▶ Work to be completed: Word for word, restate the records that follow.

▶ Data listing:
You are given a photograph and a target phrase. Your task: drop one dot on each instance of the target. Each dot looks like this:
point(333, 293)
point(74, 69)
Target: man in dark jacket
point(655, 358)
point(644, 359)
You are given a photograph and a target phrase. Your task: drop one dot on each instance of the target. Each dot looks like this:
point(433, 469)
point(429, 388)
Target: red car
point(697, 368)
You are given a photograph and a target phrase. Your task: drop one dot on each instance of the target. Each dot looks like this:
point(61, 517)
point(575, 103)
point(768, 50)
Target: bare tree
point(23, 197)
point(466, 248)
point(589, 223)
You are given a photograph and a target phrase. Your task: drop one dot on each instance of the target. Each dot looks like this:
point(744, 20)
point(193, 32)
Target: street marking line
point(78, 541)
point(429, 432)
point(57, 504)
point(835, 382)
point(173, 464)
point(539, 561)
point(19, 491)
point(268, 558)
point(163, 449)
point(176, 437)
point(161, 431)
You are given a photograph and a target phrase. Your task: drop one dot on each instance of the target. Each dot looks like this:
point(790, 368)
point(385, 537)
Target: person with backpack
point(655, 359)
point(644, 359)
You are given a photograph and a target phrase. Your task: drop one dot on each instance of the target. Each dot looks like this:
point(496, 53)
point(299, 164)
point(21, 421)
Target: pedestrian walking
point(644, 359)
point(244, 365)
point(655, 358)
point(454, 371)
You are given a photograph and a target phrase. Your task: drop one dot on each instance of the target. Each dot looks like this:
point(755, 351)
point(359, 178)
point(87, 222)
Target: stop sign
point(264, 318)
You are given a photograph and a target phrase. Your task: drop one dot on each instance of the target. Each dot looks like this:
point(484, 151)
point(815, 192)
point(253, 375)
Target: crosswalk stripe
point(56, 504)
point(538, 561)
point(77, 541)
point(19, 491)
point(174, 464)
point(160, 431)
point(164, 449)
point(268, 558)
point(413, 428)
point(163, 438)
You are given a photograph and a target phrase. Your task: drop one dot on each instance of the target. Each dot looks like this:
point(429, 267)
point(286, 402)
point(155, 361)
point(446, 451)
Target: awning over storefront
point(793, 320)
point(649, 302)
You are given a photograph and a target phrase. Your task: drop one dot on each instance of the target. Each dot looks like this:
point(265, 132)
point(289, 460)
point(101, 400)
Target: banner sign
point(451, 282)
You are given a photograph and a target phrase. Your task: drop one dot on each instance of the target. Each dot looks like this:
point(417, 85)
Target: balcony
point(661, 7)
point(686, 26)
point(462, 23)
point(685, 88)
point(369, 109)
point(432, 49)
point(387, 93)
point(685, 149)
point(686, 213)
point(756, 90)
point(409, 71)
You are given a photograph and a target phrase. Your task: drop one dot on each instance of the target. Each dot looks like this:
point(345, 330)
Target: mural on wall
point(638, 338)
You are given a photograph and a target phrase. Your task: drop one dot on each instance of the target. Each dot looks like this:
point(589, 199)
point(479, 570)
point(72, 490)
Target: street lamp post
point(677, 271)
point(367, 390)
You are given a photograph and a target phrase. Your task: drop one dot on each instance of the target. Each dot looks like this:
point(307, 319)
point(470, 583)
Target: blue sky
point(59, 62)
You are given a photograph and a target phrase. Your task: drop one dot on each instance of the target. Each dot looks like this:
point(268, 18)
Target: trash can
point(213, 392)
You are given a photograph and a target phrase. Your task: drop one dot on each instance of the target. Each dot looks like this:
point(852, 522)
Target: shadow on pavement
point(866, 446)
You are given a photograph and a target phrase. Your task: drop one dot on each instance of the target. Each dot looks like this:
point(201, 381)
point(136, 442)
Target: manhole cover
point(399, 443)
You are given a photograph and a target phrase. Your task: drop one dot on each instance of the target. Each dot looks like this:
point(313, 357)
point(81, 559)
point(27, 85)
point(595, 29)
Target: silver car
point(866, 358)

▶ Your solution:
You are given a photograph and a target phrase. Your task: drop one dot on each instance of the target. Each dot looks like this:
point(333, 293)
point(74, 69)
Target: man in dark jacket
point(655, 358)
point(644, 359)
You are given a photograph and a target phrase. Your task: drop one dot on each instance of the target. Each dot looks like this:
point(433, 469)
point(429, 388)
Target: red car
point(697, 368)
You are given a photograph and a target phrase. Your task: drop one dot on each instance of the target. Each dot looks like this:
point(61, 517)
point(575, 103)
point(768, 50)
Target: bare tree
point(23, 197)
point(466, 248)
point(589, 223)
You are given a photograph and a target phrase. Your task: drop one dot on each instance of the target. Each dot looks like this:
point(744, 20)
point(193, 32)
Target: street marking line
point(78, 541)
point(429, 432)
point(57, 504)
point(835, 382)
point(173, 464)
point(539, 561)
point(19, 491)
point(268, 558)
point(163, 449)
point(176, 437)
point(161, 431)
You are given a photograph and a target phrase. Your task: drop one dot on each instance of the target. Each dot looks like this:
point(790, 368)
point(385, 537)
Target: person with backpack
point(655, 359)
point(644, 359)
You are given a photograph and a target phrase. Your task: drop one dot on each instance of the target. Each dot looks like this:
point(496, 53)
point(299, 164)
point(21, 421)
Target: pedestrian walking
point(644, 359)
point(244, 365)
point(655, 358)
point(454, 371)
You are given a photograph and a target phrase. Your task: drop one dot on each instance of the target. Each dot looks like this:
point(755, 351)
point(359, 178)
point(87, 222)
Target: stop sign
point(264, 318)
You are given a photograph and a target phrase. Your task: drop one dot on each instance of the target. Each dot looks like this:
point(484, 151)
point(815, 192)
point(253, 375)
Target: crosswalk stripe
point(56, 504)
point(538, 561)
point(77, 541)
point(19, 491)
point(174, 464)
point(160, 431)
point(164, 449)
point(268, 558)
point(413, 428)
point(163, 438)
You are given a photograph and a target phrase. Your task: drop one dot on each instance of the target. Each dot looks like this:
point(429, 267)
point(286, 402)
point(155, 361)
point(446, 451)
Target: awning over storefront
point(793, 320)
point(649, 302)
You are given a photograph and a target phrase. Your task: drop one dot on each instance of the target. Each dot looks like this:
point(265, 132)
point(289, 460)
point(101, 400)
Target: banner sign
point(451, 282)
You are given a photograph and a target phrase. Your task: drop one dot on each instance of the target. Each dot looks like this:
point(417, 85)
Target: balcony
point(661, 7)
point(686, 26)
point(462, 23)
point(685, 88)
point(369, 109)
point(432, 49)
point(387, 93)
point(685, 149)
point(686, 213)
point(756, 90)
point(409, 71)
You are given a photograph and a target phrase. Your task: drop one dot on each instance of the target. Each dot looks like this:
point(345, 330)
Target: mural on wall
point(638, 338)
You are given a photograph and a target phrase. Your task: drop one dot on each instance of the target. Each dot looks like this:
point(589, 199)
point(479, 570)
point(72, 490)
Target: street lamp post
point(677, 271)
point(367, 390)
You are given a photograph and a target phrase. Your task: drop one dot on each instance of the target. Each dot looks like this:
point(307, 319)
point(470, 583)
Target: blue sky
point(59, 62)
You are given a photograph and a target phrase. Your task: drop one dot on each instance of the target. Each dot looks like this:
point(268, 18)
Target: trash can
point(213, 392)
You are given a photograph and a target phrase. Your task: drop one dot on each instance of the target. Each dot looks like this:
point(852, 522)
Target: shadow on pavement
point(866, 446)
You are given a photograph and a target phrase. Your task: drop one dot on each instance of the target. Each dot looks like this:
point(201, 381)
point(136, 442)
Target: manhole cover
point(399, 443)
You are given a photograph and a target phrase. Your task: drop one dot on each instance of the target. Each dot looks like this:
point(313, 357)
point(81, 559)
point(27, 85)
point(595, 29)
Target: silver car
point(866, 358)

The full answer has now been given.